Your instructions ->
Where the string "hinge" occurs in a line of the entries below, copy that line.

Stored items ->

================

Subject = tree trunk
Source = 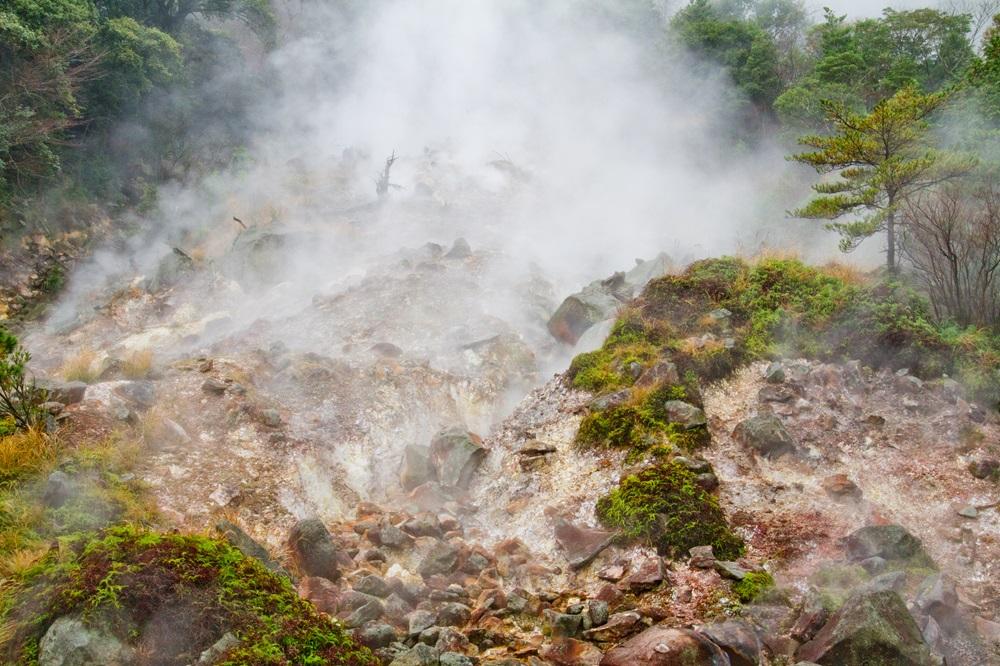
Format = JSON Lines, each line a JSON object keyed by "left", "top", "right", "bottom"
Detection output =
{"left": 887, "top": 208, "right": 897, "bottom": 274}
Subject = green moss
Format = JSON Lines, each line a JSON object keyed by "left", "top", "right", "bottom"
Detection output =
{"left": 732, "top": 571, "right": 775, "bottom": 603}
{"left": 568, "top": 312, "right": 665, "bottom": 393}
{"left": 575, "top": 387, "right": 710, "bottom": 453}
{"left": 595, "top": 461, "right": 743, "bottom": 559}
{"left": 3, "top": 525, "right": 376, "bottom": 665}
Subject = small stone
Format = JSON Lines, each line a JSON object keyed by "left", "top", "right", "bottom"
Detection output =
{"left": 582, "top": 611, "right": 642, "bottom": 642}
{"left": 663, "top": 400, "right": 707, "bottom": 429}
{"left": 957, "top": 506, "right": 978, "bottom": 519}
{"left": 201, "top": 377, "right": 229, "bottom": 394}
{"left": 260, "top": 408, "right": 282, "bottom": 427}
{"left": 969, "top": 458, "right": 999, "bottom": 480}
{"left": 764, "top": 361, "right": 785, "bottom": 384}
{"left": 354, "top": 575, "right": 391, "bottom": 598}
{"left": 597, "top": 564, "right": 626, "bottom": 581}
{"left": 355, "top": 623, "right": 396, "bottom": 649}
{"left": 624, "top": 556, "right": 664, "bottom": 592}
{"left": 544, "top": 610, "right": 584, "bottom": 638}
{"left": 436, "top": 602, "right": 471, "bottom": 627}
{"left": 42, "top": 471, "right": 73, "bottom": 508}
{"left": 689, "top": 545, "right": 716, "bottom": 569}
{"left": 714, "top": 560, "right": 749, "bottom": 581}
{"left": 407, "top": 610, "right": 437, "bottom": 636}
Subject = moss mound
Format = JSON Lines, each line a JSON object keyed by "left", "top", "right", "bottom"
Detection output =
{"left": 2, "top": 525, "right": 375, "bottom": 666}
{"left": 732, "top": 571, "right": 775, "bottom": 603}
{"left": 595, "top": 461, "right": 744, "bottom": 560}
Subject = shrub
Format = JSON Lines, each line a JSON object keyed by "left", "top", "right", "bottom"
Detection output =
{"left": 596, "top": 461, "right": 744, "bottom": 559}
{"left": 2, "top": 525, "right": 377, "bottom": 665}
{"left": 0, "top": 328, "right": 46, "bottom": 431}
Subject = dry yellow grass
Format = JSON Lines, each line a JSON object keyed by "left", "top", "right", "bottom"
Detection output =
{"left": 60, "top": 348, "right": 99, "bottom": 383}
{"left": 121, "top": 349, "right": 154, "bottom": 379}
{"left": 0, "top": 429, "right": 55, "bottom": 484}
{"left": 819, "top": 260, "right": 868, "bottom": 286}
{"left": 0, "top": 544, "right": 49, "bottom": 578}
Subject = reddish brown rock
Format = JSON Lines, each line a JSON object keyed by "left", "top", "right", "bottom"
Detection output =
{"left": 539, "top": 638, "right": 603, "bottom": 666}
{"left": 624, "top": 557, "right": 665, "bottom": 592}
{"left": 600, "top": 626, "right": 729, "bottom": 665}
{"left": 821, "top": 474, "right": 862, "bottom": 501}
{"left": 554, "top": 518, "right": 618, "bottom": 569}
{"left": 594, "top": 584, "right": 624, "bottom": 609}
{"left": 297, "top": 576, "right": 341, "bottom": 615}
{"left": 597, "top": 563, "right": 626, "bottom": 582}
{"left": 583, "top": 611, "right": 643, "bottom": 643}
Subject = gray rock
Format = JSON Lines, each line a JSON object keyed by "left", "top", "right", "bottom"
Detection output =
{"left": 765, "top": 361, "right": 786, "bottom": 384}
{"left": 587, "top": 600, "right": 609, "bottom": 627}
{"left": 355, "top": 623, "right": 396, "bottom": 649}
{"left": 400, "top": 445, "right": 435, "bottom": 492}
{"left": 957, "top": 506, "right": 978, "bottom": 519}
{"left": 344, "top": 599, "right": 384, "bottom": 628}
{"left": 418, "top": 540, "right": 460, "bottom": 578}
{"left": 260, "top": 408, "right": 282, "bottom": 427}
{"left": 39, "top": 616, "right": 135, "bottom": 666}
{"left": 968, "top": 457, "right": 999, "bottom": 480}
{"left": 389, "top": 643, "right": 440, "bottom": 666}
{"left": 112, "top": 381, "right": 156, "bottom": 409}
{"left": 216, "top": 519, "right": 287, "bottom": 576}
{"left": 43, "top": 471, "right": 73, "bottom": 508}
{"left": 428, "top": 427, "right": 487, "bottom": 489}
{"left": 582, "top": 611, "right": 643, "bottom": 643}
{"left": 197, "top": 632, "right": 238, "bottom": 664}
{"left": 663, "top": 400, "right": 707, "bottom": 429}
{"left": 39, "top": 380, "right": 88, "bottom": 405}
{"left": 445, "top": 238, "right": 472, "bottom": 259}
{"left": 797, "top": 590, "right": 940, "bottom": 665}
{"left": 407, "top": 609, "right": 437, "bottom": 636}
{"left": 436, "top": 602, "right": 471, "bottom": 627}
{"left": 913, "top": 574, "right": 958, "bottom": 625}
{"left": 635, "top": 360, "right": 680, "bottom": 388}
{"left": 201, "top": 378, "right": 229, "bottom": 394}
{"left": 589, "top": 389, "right": 632, "bottom": 411}
{"left": 547, "top": 255, "right": 670, "bottom": 344}
{"left": 440, "top": 652, "right": 474, "bottom": 666}
{"left": 715, "top": 560, "right": 749, "bottom": 581}
{"left": 377, "top": 524, "right": 413, "bottom": 549}
{"left": 354, "top": 574, "right": 391, "bottom": 598}
{"left": 544, "top": 610, "right": 584, "bottom": 638}
{"left": 733, "top": 415, "right": 795, "bottom": 458}
{"left": 842, "top": 525, "right": 928, "bottom": 564}
{"left": 287, "top": 517, "right": 340, "bottom": 580}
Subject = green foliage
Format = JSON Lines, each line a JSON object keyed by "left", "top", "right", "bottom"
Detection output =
{"left": 596, "top": 461, "right": 744, "bottom": 559}
{"left": 3, "top": 525, "right": 375, "bottom": 665}
{"left": 671, "top": 0, "right": 783, "bottom": 111}
{"left": 775, "top": 8, "right": 973, "bottom": 127}
{"left": 0, "top": 328, "right": 45, "bottom": 431}
{"left": 790, "top": 85, "right": 976, "bottom": 269}
{"left": 575, "top": 388, "right": 710, "bottom": 453}
{"left": 568, "top": 313, "right": 664, "bottom": 392}
{"left": 732, "top": 571, "right": 775, "bottom": 602}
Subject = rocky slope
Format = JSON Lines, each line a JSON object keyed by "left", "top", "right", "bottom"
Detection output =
{"left": 5, "top": 232, "right": 1000, "bottom": 665}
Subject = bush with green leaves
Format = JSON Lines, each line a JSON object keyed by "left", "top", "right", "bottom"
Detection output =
{"left": 0, "top": 327, "right": 45, "bottom": 431}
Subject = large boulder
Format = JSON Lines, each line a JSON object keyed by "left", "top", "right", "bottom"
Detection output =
{"left": 699, "top": 619, "right": 764, "bottom": 666}
{"left": 600, "top": 625, "right": 730, "bottom": 665}
{"left": 842, "top": 525, "right": 928, "bottom": 564}
{"left": 287, "top": 518, "right": 340, "bottom": 580}
{"left": 39, "top": 616, "right": 135, "bottom": 666}
{"left": 732, "top": 415, "right": 794, "bottom": 458}
{"left": 428, "top": 428, "right": 487, "bottom": 489}
{"left": 797, "top": 590, "right": 941, "bottom": 665}
{"left": 400, "top": 445, "right": 435, "bottom": 491}
{"left": 548, "top": 254, "right": 671, "bottom": 345}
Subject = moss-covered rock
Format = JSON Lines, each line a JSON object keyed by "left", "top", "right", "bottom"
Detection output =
{"left": 732, "top": 571, "right": 775, "bottom": 603}
{"left": 2, "top": 525, "right": 375, "bottom": 665}
{"left": 595, "top": 461, "right": 743, "bottom": 560}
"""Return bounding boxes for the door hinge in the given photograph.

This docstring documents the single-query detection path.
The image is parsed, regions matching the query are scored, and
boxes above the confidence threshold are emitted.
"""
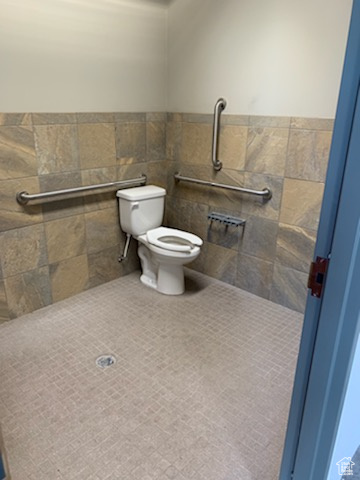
[308,256,329,298]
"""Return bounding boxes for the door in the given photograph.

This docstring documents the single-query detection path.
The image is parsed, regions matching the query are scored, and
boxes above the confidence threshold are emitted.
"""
[280,1,360,478]
[291,83,360,478]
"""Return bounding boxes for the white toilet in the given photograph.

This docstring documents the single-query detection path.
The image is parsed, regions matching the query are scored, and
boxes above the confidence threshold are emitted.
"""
[116,185,203,295]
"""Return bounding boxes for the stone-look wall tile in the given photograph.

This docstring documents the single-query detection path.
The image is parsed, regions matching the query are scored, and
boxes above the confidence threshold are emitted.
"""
[147,122,166,162]
[34,124,79,175]
[81,167,117,212]
[78,123,116,169]
[76,113,114,123]
[203,243,237,285]
[249,116,291,128]
[118,163,148,183]
[0,224,48,277]
[114,112,146,123]
[146,113,167,122]
[31,113,77,125]
[222,115,249,126]
[88,245,122,289]
[39,171,84,221]
[236,254,273,299]
[115,123,146,165]
[50,255,89,303]
[219,125,247,171]
[181,123,212,166]
[0,111,333,319]
[164,196,191,233]
[290,117,334,131]
[167,113,183,123]
[166,121,182,162]
[276,223,316,272]
[246,127,289,176]
[240,216,278,261]
[286,129,331,182]
[182,113,213,124]
[167,113,332,313]
[85,207,121,254]
[45,215,86,264]
[5,267,52,319]
[0,126,37,180]
[166,197,208,241]
[242,173,283,221]
[280,179,324,230]
[188,202,209,241]
[0,114,32,126]
[270,264,308,313]
[208,169,244,211]
[0,177,43,232]
[147,162,168,189]
[88,244,139,289]
[0,280,10,323]
[168,164,210,205]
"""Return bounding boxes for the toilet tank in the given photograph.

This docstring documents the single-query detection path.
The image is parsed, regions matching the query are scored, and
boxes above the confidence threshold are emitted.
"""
[116,185,166,236]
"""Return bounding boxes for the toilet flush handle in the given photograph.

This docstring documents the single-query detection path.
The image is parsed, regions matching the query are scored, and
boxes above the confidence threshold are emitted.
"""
[131,202,139,210]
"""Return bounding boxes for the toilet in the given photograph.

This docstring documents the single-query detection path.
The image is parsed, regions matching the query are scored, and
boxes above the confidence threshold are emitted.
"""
[116,185,203,295]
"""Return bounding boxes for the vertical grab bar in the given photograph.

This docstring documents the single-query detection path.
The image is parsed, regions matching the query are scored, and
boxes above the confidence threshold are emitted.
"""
[212,97,227,171]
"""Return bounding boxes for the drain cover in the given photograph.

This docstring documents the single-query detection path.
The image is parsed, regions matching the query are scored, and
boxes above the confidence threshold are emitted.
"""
[96,355,116,369]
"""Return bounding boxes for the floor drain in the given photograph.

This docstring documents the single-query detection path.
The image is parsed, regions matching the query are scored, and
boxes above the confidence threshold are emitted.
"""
[96,355,116,369]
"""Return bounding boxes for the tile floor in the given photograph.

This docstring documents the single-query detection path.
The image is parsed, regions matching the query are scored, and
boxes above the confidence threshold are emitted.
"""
[0,270,303,480]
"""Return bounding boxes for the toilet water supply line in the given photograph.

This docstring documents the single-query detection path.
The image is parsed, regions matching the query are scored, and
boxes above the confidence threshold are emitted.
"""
[212,98,227,171]
[119,233,132,262]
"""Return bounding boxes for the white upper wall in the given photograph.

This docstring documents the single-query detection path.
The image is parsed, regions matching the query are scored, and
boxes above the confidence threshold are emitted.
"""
[167,0,353,117]
[0,0,353,115]
[0,0,168,112]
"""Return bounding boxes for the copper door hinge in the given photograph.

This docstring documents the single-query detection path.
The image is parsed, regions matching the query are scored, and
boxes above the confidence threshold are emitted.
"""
[308,256,329,298]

================

Final answer ->
"""Return bounding boxes for the door hinge in the given photograph.
"""Return bounding boxes for the copper door hinge in the given photograph.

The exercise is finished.